• EXERCISE INSTRUCTIONS:
**1)** In the discussion of China's research output, print everything from "Personally, I'm very" down to "(e.g. Australia, Singapore).".
**2)** According to the discussion of China's research output, by how much did the number of peer-reviewed papers published by Chinese researchers rise over the past 30 years?
**3)** Go on with the discussion of China's research output, starting after its last sentence.

• ARTICLE:
* * * * * * * * *

Hugh Pickens writes "An analysis of papers published in 10,500 academic journals across the world shows that, in terms of academic papers published, China is now second only to the US, and will take first place by 2020. Chinese scientists are increasing their output at a far faster rate than counterparts in rival 'emerging' nations such as India, Russia, and Brazil. The number of peer-reviewed papers published by Chinese researchers rose 64-fold over the past 30 years. 'China is out on its own, far ahead of the pack,' says James Wilsdon, of the Royal Society in London. 'If anything, China's recent research performance has exceeded even the high expectations of four or five years ago.' According to Wilsdon, three main factors are driving Chinese research. First is the government's enormous investment, with funding increases far above the rate of inflation, at all levels of the system from schools to postgraduate research. Second is the organized flow of knowledge from basic science to commercial applications. And third is the efficient and flexible way in which China is tapping the expertise of its extensive scientific diaspora in North America and Europe, tempting back mid-career scientists with deals that allow them to spend part of the year working in the West and part in China." Here's the Financial Times's original article.

5 of 387 comments (clear)

  1. Re:Quantity != Quality by Cidolfas · · Score: 5, Interesting

    It's the same in chemistry. What gets published in Chinese journals would get flat-out rejected from a US peer-reviewed journal. And the data is about as trustworthy as an old (1970's-ish) Russian journal, where often they just group a whole bunch of variations on a compound together and say they all react with the same mechanism, even when they shouldn't. That makes me have to disprove them, which eats up a lot of my own time. I've had to do it with both Chinese and Russian data in the fuel-cell polymer field.

    --
    I am become /dev/null, destroyer of data.
  2. true and not-true by nerdyalien · · Score: 5, Interesting

    Let me bust some myths here...

    1. By publication numbers, YES! China or even any Asian institution can easily knock down a Western institution. But once you bring in "Impact Factor", Asian institutions sink in to the bottom of the pacific!!

    Maybe Westerners don't know much about what I'm about to tell. In general, researchers in Asia (especially of Chinese descent) loves to publish barrage of papers every year. Most institutions in this part of the world gives you incentives/bonuses based on the "number" of publications.

    How do I know this? Because I'm a PhD student in an university in south-east Asia. When I entered this department, head of research was a mainland Chinese. His first rule was "publish at least 1 journal + 1 conference paper every year. Without 2 journal papers, I won't even read your thesis".

    As a consequence of this rat-race, people here are just publishing every crap they can and they don't respect the quality or adherence to ethics of sciences. Even one time, a chinese-descent researcher asked me to fake/make-up data and publish (in fact, that's how she get really amazing data for publications). Here people may call it "scientific discovery", but for a proper trained eyes (like myself), its nothing but "scientific fraud".

    Personally, I'm very disappointed with how research departments operate here. Hence I applied to US grad schools last month.

    2. Can China improve ? I'm not sure. But certainly I have met several extremely talented mainland Chinese researchers, but all of them reside in some other country (e.g. Australia, Singapore).

    Then again, I was asked to review a conference paper, written by *post-doc* students from a non-popular rural university in China. Literally, it was unreadable. It seems they have heavily used the thesaurus or used a translator altogether. Lets forget about the language (even I am happy to help them re-write the paper). That particular paper I read, it didn't prove anything significant nor important, knowledge contribution wise.. NULL. Undergrads in my university report much better research outcomes.

* * * * * * * * *

• Location annotation dataset excerpts:
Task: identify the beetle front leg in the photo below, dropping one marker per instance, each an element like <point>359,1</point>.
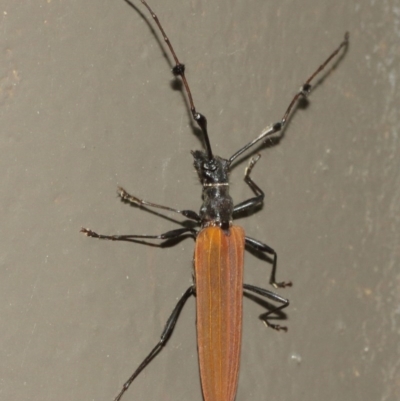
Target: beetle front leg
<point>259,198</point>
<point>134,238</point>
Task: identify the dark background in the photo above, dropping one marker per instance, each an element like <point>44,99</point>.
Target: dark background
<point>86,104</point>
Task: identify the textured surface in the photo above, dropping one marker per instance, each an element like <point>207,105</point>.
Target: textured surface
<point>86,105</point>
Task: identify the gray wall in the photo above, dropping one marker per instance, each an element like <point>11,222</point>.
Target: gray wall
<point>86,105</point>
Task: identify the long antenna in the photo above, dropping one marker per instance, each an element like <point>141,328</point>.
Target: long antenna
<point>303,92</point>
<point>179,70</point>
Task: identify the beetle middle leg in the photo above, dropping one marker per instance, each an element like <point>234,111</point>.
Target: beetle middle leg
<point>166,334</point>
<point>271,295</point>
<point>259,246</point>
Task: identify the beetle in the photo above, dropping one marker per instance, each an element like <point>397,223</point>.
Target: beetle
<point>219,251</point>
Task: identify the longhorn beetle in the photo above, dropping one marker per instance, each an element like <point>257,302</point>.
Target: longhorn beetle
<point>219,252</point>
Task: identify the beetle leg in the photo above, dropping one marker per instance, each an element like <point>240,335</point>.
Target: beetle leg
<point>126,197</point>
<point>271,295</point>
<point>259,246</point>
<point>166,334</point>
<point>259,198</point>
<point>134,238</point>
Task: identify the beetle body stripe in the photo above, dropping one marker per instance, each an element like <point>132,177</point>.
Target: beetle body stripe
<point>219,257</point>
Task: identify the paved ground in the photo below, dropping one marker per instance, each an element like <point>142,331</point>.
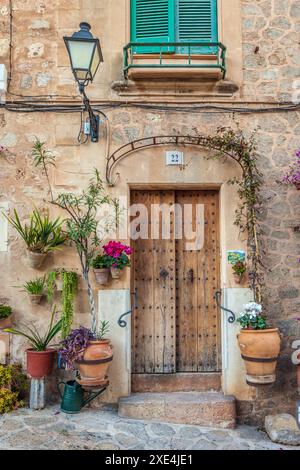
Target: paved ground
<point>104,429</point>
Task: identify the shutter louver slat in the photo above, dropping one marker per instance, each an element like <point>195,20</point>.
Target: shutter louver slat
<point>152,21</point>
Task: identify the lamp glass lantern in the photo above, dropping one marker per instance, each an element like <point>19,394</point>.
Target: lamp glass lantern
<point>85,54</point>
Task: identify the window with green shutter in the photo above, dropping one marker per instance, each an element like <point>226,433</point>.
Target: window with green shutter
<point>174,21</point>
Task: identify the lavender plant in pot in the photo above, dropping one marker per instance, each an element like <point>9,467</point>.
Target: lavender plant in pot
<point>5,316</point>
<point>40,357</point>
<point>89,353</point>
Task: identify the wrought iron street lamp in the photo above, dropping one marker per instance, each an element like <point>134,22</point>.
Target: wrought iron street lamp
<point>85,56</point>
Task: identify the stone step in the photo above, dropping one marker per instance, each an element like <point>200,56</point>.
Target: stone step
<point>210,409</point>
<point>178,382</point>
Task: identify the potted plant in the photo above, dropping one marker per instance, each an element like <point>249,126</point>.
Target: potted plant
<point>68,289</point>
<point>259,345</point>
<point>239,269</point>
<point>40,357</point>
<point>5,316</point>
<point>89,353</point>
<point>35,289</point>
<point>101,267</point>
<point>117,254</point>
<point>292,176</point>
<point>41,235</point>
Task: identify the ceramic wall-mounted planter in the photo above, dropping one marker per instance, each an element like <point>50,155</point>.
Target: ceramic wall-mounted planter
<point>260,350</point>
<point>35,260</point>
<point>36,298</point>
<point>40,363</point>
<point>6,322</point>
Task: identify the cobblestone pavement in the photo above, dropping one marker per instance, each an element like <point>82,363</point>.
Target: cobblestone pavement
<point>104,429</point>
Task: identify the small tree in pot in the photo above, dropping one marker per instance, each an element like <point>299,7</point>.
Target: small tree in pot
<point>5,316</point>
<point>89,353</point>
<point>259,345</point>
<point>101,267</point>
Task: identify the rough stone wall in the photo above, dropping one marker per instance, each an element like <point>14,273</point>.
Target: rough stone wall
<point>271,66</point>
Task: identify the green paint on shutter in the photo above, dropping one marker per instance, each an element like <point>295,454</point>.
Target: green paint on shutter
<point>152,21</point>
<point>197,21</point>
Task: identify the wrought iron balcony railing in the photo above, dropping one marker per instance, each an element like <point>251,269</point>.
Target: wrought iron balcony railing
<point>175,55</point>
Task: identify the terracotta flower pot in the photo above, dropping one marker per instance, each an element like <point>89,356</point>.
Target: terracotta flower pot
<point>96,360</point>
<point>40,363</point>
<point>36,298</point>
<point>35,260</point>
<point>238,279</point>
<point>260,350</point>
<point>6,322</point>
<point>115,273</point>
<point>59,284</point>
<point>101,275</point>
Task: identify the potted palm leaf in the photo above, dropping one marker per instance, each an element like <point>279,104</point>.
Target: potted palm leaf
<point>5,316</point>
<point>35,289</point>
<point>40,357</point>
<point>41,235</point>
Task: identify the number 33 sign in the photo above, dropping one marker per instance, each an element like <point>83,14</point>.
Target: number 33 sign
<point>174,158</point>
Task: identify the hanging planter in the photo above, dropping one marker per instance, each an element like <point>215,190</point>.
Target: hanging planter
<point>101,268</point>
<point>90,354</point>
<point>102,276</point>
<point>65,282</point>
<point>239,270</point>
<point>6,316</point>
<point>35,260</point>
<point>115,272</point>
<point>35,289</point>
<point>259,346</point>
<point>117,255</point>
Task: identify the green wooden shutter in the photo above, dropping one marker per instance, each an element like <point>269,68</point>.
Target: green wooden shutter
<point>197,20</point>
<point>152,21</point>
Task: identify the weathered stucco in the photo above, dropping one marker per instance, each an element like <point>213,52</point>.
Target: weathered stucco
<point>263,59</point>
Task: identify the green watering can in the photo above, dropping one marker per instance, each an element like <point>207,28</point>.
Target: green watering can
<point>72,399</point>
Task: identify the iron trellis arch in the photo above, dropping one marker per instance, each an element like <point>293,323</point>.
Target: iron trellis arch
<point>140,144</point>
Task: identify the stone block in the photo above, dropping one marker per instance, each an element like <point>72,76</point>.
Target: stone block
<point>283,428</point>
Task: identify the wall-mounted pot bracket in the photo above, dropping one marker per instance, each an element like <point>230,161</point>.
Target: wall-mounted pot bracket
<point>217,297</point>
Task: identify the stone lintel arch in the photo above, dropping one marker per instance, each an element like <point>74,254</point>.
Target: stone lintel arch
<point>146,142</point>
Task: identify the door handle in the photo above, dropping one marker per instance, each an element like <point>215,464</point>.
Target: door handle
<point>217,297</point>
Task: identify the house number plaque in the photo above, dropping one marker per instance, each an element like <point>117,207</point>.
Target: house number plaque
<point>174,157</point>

* * * * * * * * *

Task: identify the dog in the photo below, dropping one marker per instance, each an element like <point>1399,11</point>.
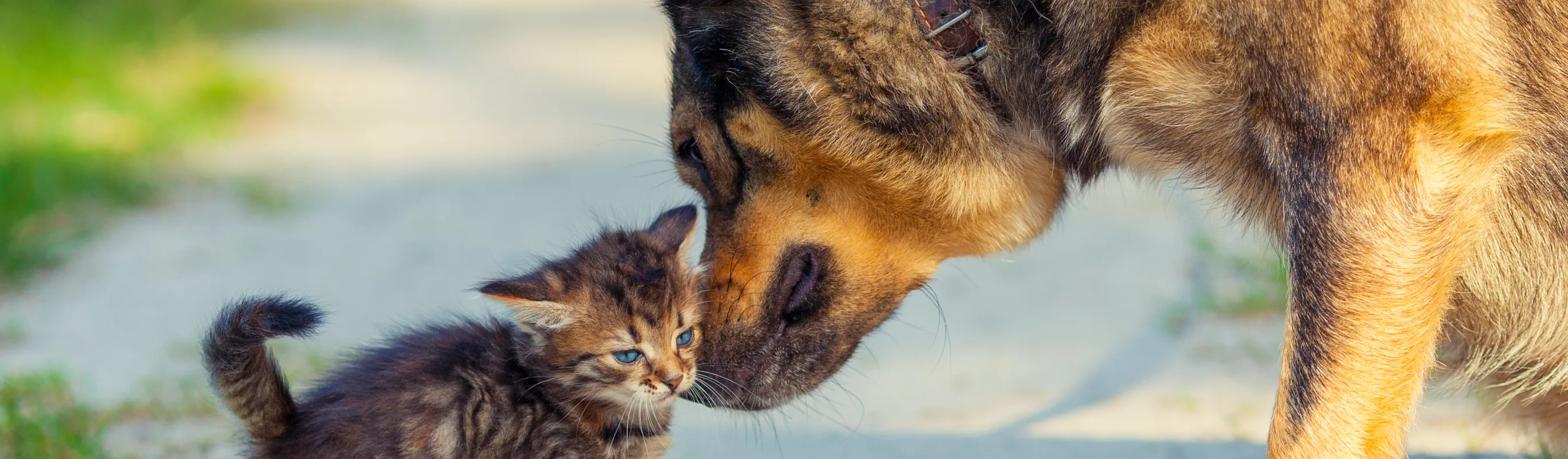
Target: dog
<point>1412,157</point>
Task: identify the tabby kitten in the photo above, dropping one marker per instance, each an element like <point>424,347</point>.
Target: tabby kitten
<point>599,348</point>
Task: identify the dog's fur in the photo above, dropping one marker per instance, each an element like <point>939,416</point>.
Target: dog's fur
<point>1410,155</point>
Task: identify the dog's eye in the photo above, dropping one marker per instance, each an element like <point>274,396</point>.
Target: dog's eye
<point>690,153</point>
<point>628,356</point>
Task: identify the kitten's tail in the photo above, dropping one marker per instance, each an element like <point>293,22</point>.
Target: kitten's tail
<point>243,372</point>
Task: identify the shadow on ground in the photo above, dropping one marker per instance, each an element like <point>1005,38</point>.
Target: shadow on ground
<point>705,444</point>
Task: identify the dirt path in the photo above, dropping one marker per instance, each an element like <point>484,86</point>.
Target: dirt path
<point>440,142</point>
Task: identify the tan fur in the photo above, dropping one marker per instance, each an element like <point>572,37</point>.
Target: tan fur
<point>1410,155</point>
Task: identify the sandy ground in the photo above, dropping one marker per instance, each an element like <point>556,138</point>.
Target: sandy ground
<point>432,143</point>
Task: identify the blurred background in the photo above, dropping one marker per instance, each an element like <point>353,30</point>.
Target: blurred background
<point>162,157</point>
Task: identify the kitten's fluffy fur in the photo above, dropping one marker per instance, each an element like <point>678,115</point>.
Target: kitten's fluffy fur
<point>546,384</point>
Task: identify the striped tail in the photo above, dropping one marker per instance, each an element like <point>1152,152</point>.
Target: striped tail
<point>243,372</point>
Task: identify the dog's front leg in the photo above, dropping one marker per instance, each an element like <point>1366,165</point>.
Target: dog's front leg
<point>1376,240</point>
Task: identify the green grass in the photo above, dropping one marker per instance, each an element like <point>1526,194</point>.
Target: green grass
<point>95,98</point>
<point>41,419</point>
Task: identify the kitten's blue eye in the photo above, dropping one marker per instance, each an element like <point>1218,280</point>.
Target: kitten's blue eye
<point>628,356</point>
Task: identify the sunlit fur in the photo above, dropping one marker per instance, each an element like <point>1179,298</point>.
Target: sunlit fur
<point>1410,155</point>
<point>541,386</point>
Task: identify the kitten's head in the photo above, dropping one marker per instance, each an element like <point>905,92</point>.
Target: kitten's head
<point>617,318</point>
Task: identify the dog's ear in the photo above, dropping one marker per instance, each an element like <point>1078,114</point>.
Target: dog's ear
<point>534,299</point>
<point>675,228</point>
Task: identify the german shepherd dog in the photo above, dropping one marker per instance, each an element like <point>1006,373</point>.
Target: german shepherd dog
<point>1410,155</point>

* * * * * * * * *

• SOLVED PROBLEMS:
**1)**
Personally, I'm very disappointed with how research departments operate here. Hence I applied to US grad schools last month.

    2. Can China improve ? I'm not sure. But certainly I have met several extremely talented mainland Chinese researchers, but all of them reside in some other country (e.g. Australia, Singapore).

**2)** It rose 64-fold.

**3)**
    So it is hard to predict... but surely, western institutions still have the mojo.

    3. Despite what we see and read, I strongly believe they (Chinese) have a proper R&D knowledge sphere hidden out somewhere. Otherwise, they won't be able to progress in nuclear, military and other technology fronts. Also not to forget, they have journals and other publications in *chinese*.... which I believe are out of reach to us, as we can't read Chinese and those material hardly get translated to English and reach to science databases in west.

    As of 2010, it is safe to say... US/UK/EU institutions have the monopoly in Research.. and Asia is nothing but spammers to periodicals. Just my $0.02...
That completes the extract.